Regenerative H2S scavengers
In large production facilities, the most economic solution to remove H2S in the gas process stream is to install a regenerative system for treating the sour gas. After absorbing the H2S, the chemical is then regenerated, usually by heating and reused in the system. The separated H2S is treated by a modified Claus process to form elemental sulfur.
Several types of amine solutions can be used as the absorbent depending on the sour gas specifications. Typical amines are:
- Diethanolamine (DEA)
- N-methyldiethanolamine (MDEA)
- Diglycolamine (DGA), also known as 2-(2-aminoethoxy)ethanolamine
Most modern amine gas sweetening processes are MDEA-based, which typically only absorbs H2S. MEA, DEA and DGA typically absorb other acid gases as well (i.e. CO2) besides H2S.
Amine gas treating can be utilized to remove H2S in the gas stream.
Non-regenerative H2S scavengers
- Triazine - alkaline and can cause carbonate scaling
- Solid scavengers (generally zinc or iron based materials)
- Oxidizing chemicals (e.g. NaClO2, NaBrO3, NaNO2, etc.)
- Glyoxal - can be applied in neutral, acidic, and alkaline conditions. Glyoxal does not increase scaling risk, but its reaction time is much slower than triazine.
- Metal carboxylates and chelates
- Both water and oil soluble high valence metal chelates have been used as H2S scavengers for treating drilling fluids and contaminated water and oil streams.

■ Listed records ■
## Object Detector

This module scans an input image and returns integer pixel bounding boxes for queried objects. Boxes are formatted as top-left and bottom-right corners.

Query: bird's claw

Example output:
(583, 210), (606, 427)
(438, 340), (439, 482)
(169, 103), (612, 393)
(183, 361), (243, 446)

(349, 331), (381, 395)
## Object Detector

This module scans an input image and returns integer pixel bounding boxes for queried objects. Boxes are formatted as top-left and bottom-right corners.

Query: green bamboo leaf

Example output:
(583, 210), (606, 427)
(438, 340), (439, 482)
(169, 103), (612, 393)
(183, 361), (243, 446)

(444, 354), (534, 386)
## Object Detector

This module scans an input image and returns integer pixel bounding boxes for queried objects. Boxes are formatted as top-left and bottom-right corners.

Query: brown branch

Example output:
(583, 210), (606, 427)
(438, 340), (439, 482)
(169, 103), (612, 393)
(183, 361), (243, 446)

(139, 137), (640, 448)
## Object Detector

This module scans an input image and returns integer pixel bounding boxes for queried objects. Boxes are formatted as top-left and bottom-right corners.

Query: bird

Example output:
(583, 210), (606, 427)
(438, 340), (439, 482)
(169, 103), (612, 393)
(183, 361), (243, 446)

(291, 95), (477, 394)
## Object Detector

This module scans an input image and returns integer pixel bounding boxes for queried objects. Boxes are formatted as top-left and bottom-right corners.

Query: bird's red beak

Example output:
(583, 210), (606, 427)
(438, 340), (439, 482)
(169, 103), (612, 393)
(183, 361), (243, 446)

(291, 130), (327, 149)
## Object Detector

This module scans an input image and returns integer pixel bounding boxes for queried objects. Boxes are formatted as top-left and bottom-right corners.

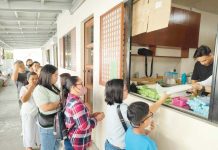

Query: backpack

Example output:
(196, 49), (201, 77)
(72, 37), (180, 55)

(53, 107), (68, 140)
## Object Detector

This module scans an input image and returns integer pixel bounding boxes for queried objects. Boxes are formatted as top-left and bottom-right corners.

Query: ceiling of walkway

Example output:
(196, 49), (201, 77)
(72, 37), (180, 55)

(0, 0), (84, 49)
(172, 0), (218, 15)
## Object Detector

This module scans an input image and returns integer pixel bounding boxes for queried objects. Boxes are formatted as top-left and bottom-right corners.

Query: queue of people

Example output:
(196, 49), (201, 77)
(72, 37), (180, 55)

(12, 46), (213, 150)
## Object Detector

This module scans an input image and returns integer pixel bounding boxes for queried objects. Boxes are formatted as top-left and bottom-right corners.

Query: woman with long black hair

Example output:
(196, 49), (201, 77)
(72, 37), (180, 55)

(64, 76), (104, 150)
(33, 65), (60, 150)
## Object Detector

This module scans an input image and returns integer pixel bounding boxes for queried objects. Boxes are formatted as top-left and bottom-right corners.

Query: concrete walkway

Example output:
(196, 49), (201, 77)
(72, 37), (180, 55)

(0, 81), (24, 150)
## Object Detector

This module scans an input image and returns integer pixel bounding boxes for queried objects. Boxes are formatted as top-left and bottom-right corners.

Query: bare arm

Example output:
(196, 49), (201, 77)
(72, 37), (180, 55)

(149, 94), (169, 113)
(21, 86), (35, 103)
(11, 66), (19, 81)
(39, 100), (60, 112)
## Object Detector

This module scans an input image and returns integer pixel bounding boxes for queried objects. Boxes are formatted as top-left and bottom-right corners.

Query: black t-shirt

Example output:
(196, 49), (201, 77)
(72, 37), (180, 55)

(192, 62), (213, 81)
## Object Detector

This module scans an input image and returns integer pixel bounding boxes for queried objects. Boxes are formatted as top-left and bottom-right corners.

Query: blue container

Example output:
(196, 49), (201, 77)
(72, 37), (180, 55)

(181, 73), (187, 84)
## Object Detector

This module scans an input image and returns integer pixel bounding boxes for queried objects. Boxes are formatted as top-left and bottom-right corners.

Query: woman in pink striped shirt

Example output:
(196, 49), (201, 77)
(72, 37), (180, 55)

(64, 76), (104, 150)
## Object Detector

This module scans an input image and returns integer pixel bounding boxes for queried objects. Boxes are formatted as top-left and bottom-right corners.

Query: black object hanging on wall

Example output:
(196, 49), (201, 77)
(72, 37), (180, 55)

(138, 48), (153, 77)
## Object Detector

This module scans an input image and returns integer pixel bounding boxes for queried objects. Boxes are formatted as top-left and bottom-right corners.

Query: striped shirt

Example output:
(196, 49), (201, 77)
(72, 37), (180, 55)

(64, 93), (97, 150)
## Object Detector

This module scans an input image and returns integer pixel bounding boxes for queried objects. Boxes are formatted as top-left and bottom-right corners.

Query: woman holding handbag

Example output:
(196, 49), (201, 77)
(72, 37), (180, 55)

(33, 65), (60, 150)
(105, 79), (168, 150)
(64, 76), (104, 150)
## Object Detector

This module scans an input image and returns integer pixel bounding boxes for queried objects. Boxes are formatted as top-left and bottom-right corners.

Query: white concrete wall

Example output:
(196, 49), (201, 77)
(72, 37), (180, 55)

(42, 34), (57, 65)
(57, 0), (218, 150)
(13, 48), (43, 64)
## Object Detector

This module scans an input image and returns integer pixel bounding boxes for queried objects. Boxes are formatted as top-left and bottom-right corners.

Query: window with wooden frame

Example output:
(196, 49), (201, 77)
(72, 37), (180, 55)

(99, 3), (124, 85)
(61, 28), (76, 71)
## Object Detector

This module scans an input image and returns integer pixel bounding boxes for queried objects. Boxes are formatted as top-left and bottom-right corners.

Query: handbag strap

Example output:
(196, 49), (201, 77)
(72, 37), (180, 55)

(117, 105), (127, 131)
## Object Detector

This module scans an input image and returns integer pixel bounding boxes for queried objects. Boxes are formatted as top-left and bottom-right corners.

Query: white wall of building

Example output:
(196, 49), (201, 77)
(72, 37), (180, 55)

(13, 48), (43, 64)
(52, 0), (218, 150)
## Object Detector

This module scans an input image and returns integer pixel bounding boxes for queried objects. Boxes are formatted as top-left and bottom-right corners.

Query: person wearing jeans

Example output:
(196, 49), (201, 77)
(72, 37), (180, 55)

(33, 65), (60, 150)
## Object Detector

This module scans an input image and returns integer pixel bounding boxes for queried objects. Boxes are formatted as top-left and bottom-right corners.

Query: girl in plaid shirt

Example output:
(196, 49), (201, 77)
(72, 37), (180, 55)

■ Required actions ■
- 1) In the text on H2S scavengers, what process is used to treat the separated H2S in a regenerative system?
- 2) Retype everything in the text on H2S scavengers from "- Metal carboxylates" down to "and oil streams.".

■ Results ■
- 1) A modified Claus process, which forms elemental sulfur.

- 2)
- Metal carboxylates and chelates
- Both water and oil soluble high valence metal chelates have been used as H2S scavengers for treating drilling fluids and contaminated water and oil streams.